== What needs to be done ==
Please reproduce word for word the part of the tentative ruling below that opens with the words containing "Tentative decision on" and closes with "the 2018 Vehicle.".

== Document text ==
^^^^
Judge: James C. Chalfant, Case: 22STCV33424, Date: 2023-01-05 Tentative Ruling

Case Number: 22STCV33424    Hearing Date: January 5, 2023    Dept: 85

BMO Harris Bank N. A. v. The Beasley Group, LLC, Roy Beasley, Jacqueline Cormier, Andrea Spencer, 22STCV33424

Tentative decision on applications for writ of possession: denied


 

           

Plaintiff BMO Harris Bank N. A.  (“BMO”) seeks a writ of possession against Defendants Beasley Group, LLC (“Beasley Group”) and Jacqueline Cormier (“Cormier”), to recover (1) two 2015 Freightliner Cascadia Series: CA12564SLP 125”BBC Conv. Cab w/72"RR SLPR Tractor 6x4 (“2015 Tractors”); and (2) one 2018 International LT Series: LT625 6x4 (“2018 Vehicle”).  BMO also seeks a writ of possession against Defendant Andrea Spencer (“Spencer”) for the 2015 Tractors.  It also seeks a writ of possession against Defendant Roy Beasley (“Beasley”) for the 2018 Vehicle.

            The court has read and considered the moving papers (no opposition was filed) and renders the following tentative decision.

 

            A. Statement of the Case

            1. Complaint

            Plaintiff BMO filed the Complaint on October 13, 2022, alleging causes of action for (1) two breaches of written agreement; (2) four breaches of continuing guaranty; (3) claim and delivery; and (4) conversion.  The Complaint alleges as follows.

            On July 21, 2020, BMO and the Beasley Group entered into a written Loan and Security Agreement account ending in 4001 (“Agreement 4001”) for the financing of the 2015 Tractors.  To induce entry into Agreement 4001, Cormier and Spencer entered into guaranties (“Guaranty”) for the full amount owed thereunder.
^^^^
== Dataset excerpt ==

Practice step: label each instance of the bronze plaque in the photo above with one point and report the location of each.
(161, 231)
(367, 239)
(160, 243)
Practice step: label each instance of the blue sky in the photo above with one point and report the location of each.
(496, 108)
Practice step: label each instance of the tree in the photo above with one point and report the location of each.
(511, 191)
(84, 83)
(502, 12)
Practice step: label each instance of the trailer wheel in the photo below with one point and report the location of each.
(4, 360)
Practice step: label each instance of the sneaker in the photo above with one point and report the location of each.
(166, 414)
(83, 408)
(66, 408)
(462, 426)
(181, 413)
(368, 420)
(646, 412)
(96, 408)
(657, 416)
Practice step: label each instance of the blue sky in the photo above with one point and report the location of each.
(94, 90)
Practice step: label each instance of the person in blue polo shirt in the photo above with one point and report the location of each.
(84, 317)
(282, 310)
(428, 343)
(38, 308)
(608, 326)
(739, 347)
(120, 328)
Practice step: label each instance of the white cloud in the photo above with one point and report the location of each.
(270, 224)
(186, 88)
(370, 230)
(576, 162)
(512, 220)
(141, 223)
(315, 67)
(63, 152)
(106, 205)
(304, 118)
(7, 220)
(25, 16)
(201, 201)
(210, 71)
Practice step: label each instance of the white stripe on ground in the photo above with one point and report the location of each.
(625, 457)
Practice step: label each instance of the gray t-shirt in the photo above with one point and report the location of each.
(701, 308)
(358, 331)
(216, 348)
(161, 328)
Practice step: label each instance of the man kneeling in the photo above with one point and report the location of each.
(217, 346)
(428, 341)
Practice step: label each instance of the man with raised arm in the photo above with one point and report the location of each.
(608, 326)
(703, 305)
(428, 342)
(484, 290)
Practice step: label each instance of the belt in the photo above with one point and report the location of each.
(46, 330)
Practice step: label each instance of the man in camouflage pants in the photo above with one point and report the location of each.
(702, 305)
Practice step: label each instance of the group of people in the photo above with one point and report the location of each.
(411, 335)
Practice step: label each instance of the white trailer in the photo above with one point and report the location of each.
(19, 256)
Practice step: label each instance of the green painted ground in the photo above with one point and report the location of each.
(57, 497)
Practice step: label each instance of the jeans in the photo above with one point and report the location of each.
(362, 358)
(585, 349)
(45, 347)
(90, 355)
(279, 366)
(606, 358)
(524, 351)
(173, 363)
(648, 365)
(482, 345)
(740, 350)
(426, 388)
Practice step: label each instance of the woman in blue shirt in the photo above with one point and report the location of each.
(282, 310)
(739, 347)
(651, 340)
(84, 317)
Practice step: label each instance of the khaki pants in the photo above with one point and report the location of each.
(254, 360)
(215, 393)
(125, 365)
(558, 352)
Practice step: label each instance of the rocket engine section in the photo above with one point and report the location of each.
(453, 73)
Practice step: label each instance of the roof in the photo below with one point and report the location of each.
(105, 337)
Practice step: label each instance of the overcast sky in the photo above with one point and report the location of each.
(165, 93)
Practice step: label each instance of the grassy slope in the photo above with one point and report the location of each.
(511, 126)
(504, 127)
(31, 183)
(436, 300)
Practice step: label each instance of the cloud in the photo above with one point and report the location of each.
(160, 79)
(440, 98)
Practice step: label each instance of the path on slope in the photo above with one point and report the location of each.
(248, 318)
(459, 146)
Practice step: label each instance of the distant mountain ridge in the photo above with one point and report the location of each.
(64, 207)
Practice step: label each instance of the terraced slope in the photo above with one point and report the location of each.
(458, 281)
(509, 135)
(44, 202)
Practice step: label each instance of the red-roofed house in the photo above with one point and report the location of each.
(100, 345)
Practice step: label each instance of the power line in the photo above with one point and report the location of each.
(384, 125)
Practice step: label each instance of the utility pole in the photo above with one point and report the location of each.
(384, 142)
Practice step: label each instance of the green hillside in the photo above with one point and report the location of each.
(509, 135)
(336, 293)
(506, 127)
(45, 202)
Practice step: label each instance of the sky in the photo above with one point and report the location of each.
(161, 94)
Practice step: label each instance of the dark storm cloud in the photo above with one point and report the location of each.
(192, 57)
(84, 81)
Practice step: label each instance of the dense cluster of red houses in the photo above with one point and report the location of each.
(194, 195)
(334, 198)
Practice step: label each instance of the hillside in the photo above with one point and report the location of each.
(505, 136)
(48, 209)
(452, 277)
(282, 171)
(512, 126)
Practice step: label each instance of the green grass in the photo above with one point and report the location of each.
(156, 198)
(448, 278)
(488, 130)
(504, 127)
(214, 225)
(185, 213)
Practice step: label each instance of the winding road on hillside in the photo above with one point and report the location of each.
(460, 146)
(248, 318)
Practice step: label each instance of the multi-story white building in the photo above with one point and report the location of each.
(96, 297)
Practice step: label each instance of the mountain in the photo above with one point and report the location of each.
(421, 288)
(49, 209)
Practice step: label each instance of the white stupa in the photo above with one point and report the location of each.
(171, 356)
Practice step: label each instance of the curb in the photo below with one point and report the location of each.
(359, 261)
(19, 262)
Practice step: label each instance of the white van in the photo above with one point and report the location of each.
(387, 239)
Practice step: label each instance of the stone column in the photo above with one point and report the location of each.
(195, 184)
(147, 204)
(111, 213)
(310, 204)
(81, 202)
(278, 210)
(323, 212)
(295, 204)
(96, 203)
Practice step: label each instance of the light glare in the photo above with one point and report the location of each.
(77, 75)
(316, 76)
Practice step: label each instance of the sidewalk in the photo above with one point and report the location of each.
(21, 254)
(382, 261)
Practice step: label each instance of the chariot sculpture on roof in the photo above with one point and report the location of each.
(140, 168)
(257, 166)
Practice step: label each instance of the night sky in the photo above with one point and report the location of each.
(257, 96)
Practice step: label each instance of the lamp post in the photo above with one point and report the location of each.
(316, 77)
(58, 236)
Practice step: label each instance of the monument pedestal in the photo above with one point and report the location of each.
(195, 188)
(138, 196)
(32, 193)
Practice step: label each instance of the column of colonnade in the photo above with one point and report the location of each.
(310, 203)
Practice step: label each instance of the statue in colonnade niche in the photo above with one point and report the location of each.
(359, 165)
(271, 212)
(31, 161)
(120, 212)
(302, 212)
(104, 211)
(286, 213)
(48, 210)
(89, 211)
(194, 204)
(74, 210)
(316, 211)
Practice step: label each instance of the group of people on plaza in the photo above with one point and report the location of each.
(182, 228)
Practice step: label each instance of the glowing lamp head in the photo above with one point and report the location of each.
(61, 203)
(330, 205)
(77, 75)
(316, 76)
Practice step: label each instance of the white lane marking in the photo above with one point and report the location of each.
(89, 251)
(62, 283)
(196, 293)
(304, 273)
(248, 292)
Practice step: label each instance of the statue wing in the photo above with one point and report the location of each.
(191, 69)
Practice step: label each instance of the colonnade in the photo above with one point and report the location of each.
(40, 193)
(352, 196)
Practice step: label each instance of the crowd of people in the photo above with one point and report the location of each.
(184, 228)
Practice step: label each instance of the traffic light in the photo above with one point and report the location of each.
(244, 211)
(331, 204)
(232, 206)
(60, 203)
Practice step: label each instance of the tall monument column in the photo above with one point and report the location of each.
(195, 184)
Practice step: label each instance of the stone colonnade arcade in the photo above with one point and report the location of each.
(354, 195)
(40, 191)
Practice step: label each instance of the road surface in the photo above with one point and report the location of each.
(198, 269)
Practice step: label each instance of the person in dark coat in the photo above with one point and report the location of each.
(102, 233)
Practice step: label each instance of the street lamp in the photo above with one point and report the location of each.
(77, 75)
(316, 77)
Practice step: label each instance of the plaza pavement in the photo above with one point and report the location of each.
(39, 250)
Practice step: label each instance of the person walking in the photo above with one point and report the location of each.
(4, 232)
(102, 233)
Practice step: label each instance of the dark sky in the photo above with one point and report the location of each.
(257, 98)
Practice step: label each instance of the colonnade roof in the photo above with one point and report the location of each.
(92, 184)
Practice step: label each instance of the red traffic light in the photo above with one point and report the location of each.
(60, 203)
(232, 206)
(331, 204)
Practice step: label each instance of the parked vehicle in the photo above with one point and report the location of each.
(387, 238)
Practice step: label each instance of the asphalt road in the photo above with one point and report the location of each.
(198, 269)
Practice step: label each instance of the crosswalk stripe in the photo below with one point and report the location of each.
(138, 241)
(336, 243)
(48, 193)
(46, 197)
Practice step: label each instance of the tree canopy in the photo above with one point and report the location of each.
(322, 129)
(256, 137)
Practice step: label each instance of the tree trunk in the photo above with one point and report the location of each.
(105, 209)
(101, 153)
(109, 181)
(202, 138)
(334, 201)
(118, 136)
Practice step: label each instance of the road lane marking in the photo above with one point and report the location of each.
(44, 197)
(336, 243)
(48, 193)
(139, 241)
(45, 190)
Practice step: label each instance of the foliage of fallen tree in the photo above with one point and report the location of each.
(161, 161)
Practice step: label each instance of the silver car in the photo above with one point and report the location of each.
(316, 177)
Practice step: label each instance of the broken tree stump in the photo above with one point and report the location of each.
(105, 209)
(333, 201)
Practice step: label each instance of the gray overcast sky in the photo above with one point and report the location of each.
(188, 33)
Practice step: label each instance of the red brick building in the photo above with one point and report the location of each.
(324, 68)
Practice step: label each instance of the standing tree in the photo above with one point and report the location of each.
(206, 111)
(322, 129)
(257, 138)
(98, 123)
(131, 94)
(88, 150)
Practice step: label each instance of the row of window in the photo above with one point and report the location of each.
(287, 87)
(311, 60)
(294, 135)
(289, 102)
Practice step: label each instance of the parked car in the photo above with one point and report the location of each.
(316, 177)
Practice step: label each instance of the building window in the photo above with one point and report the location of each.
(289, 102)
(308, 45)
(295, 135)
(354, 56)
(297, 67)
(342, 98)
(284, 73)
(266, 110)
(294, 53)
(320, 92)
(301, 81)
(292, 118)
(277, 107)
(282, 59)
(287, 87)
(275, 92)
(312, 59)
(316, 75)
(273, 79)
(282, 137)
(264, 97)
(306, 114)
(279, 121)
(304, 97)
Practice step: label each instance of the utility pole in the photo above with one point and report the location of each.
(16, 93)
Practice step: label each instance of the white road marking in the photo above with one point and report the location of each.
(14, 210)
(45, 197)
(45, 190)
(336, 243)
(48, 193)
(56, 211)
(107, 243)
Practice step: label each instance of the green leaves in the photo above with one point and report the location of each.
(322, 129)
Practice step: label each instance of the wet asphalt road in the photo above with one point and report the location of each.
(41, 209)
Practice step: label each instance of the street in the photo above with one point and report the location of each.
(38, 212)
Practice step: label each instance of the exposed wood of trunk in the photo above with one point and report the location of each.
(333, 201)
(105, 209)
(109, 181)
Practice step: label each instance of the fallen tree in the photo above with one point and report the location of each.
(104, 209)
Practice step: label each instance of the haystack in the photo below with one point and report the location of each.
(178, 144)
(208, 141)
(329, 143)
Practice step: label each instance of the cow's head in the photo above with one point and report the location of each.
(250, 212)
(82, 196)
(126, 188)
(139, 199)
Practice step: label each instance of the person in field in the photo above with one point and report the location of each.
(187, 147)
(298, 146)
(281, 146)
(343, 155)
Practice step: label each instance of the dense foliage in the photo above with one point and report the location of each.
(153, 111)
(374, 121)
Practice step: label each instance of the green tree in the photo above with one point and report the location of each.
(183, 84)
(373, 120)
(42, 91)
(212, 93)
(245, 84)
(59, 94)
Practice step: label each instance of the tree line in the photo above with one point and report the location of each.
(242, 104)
^^^^
== Output ==
Tentative decision on applications for writ of possession: denied


 

           

Plaintiff BMO Harris Bank N. A.  (“BMO”) seeks a writ of possession against Defendants Beasley Group, LLC (“Beasley Group”) and Jacqueline Cormier (“Cormier”), to recover (1) two 2015 Freightliner Cascadia Series: CA12564SLP 125”BBC Conv. Cab w/72"RR SLPR Tractor 6x4 (“2015 Tractors”); and (2) one 2018 International LT Series: LT625 6x4 (“2018 Vehicle”).  BMO also seeks a writ of possession against Defendant Andrea Spencer (“Spencer”) for the 2015 Tractors.  It also seeks a writ of possession against Defendant Roy Beasley (“Beasley”) for the 2018 Vehicle.